以下の項目のうち、「TARGET = olive tree」を含む行から始まり「(1019, 542)」を含む行で終わる範囲だけを、「blue sky」をすべて「clear sky」に置き換えて更新してください。ほかの部分は一切変えないでください。
──────────────────────────────
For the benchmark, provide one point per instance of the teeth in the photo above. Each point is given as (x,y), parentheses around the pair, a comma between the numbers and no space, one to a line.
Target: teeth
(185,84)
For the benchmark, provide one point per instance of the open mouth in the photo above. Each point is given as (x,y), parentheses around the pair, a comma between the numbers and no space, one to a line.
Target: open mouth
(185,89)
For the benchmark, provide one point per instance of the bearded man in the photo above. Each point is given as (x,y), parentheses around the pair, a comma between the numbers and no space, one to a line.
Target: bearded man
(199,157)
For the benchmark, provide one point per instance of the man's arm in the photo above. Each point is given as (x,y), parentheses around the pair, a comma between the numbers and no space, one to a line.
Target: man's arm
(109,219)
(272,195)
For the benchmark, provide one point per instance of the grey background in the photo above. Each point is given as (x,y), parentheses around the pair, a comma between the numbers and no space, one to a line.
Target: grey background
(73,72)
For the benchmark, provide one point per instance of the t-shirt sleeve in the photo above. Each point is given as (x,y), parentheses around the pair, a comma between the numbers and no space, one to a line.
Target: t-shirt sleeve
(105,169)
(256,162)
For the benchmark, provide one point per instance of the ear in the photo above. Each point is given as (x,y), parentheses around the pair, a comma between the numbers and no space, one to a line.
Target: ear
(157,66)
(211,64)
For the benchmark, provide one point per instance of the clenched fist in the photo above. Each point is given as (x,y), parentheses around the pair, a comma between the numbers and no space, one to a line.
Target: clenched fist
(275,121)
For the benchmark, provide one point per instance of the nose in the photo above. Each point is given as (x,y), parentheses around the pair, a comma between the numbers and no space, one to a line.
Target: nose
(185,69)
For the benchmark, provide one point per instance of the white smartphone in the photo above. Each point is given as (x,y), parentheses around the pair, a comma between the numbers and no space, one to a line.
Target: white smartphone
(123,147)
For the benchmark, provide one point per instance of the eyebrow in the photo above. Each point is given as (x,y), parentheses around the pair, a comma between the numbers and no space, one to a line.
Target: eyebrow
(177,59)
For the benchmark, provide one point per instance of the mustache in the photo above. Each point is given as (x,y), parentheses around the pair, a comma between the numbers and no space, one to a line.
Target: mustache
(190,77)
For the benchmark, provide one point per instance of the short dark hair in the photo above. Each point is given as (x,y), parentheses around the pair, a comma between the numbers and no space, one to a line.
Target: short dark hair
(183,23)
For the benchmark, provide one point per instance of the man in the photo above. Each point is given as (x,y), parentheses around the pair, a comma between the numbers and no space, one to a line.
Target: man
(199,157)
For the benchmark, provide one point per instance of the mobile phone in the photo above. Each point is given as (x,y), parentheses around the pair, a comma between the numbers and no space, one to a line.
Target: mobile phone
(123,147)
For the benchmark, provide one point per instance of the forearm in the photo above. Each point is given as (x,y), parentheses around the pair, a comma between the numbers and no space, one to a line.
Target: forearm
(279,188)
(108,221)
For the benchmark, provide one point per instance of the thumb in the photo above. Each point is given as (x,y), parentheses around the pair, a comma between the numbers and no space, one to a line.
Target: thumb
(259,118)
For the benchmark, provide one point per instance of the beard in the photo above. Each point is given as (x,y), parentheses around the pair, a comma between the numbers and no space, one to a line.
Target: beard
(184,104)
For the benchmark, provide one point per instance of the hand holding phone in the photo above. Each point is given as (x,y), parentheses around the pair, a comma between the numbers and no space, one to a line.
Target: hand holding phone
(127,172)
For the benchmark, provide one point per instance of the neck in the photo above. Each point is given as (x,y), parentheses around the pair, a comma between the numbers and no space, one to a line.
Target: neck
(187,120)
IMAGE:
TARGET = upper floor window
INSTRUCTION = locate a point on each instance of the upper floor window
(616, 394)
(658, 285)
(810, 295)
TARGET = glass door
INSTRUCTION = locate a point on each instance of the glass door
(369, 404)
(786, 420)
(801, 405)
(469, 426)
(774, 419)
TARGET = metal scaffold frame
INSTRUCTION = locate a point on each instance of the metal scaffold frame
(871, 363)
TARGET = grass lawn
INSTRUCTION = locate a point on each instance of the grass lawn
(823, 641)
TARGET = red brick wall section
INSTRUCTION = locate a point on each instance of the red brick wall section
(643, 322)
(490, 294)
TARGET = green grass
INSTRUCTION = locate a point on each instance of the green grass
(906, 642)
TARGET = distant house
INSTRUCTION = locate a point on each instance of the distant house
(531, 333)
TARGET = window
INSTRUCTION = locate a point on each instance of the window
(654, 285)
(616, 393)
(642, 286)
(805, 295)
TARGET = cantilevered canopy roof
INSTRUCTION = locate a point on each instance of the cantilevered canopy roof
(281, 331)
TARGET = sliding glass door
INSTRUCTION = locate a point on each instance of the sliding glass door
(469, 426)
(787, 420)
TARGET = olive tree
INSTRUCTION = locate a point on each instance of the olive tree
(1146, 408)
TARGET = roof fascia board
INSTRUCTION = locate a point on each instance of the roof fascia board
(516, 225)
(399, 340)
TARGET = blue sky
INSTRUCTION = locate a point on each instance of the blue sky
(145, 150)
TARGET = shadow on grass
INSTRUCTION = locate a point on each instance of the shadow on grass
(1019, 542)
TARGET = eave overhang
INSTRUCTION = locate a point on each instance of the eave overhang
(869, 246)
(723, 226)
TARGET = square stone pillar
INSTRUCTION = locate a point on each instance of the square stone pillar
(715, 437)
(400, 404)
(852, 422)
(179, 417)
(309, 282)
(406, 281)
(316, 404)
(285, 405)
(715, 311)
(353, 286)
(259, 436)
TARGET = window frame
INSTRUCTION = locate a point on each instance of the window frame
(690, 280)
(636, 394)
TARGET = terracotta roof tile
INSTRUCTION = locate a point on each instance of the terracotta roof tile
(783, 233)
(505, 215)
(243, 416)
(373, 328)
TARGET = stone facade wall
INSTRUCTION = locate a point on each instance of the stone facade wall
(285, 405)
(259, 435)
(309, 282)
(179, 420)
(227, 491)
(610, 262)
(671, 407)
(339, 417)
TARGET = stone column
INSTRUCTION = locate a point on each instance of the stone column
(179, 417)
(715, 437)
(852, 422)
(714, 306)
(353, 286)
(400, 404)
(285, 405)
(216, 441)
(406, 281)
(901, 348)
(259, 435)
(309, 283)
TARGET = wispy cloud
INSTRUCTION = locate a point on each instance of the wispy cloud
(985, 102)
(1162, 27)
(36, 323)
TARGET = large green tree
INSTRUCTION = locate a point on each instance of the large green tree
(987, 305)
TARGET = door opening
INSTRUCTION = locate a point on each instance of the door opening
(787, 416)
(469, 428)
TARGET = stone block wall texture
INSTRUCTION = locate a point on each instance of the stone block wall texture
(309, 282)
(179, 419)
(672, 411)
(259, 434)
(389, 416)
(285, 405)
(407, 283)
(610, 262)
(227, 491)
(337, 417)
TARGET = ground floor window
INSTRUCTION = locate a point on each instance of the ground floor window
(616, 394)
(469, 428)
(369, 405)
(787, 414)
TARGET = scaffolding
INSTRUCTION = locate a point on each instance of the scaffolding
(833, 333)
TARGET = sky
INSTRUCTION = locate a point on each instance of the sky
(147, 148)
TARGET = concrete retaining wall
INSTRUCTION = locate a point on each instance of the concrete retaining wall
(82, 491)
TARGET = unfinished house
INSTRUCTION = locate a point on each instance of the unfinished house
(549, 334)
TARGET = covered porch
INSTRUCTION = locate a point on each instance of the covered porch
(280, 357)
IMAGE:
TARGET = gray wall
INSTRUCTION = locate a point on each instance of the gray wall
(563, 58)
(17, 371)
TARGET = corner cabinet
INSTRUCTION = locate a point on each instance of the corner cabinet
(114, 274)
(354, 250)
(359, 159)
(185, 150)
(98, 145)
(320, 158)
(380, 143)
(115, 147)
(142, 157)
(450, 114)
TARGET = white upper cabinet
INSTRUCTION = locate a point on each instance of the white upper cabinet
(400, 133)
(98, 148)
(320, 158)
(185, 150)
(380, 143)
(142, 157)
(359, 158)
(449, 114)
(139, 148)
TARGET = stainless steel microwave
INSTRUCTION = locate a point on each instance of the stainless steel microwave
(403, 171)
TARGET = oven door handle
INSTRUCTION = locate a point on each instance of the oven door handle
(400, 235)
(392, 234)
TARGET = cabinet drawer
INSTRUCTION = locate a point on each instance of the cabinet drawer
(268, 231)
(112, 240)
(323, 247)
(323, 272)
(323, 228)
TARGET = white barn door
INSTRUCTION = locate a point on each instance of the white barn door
──────────────────────────────
記述回答:
TARGET = olive tree
INSTRUCTION = locate a point on each instance of the olive tree
(1146, 408)
TARGET = roof fascia board
INSTRUCTION = locate a point on each instance of the roof fascia board
(516, 225)
(399, 340)
TARGET = clear sky
INSTRUCTION = locate a point on each instance of the clear sky
(145, 150)
TARGET = shadow on grass
INSTRUCTION = locate a point on each instance of the shadow on grass
(1019, 542)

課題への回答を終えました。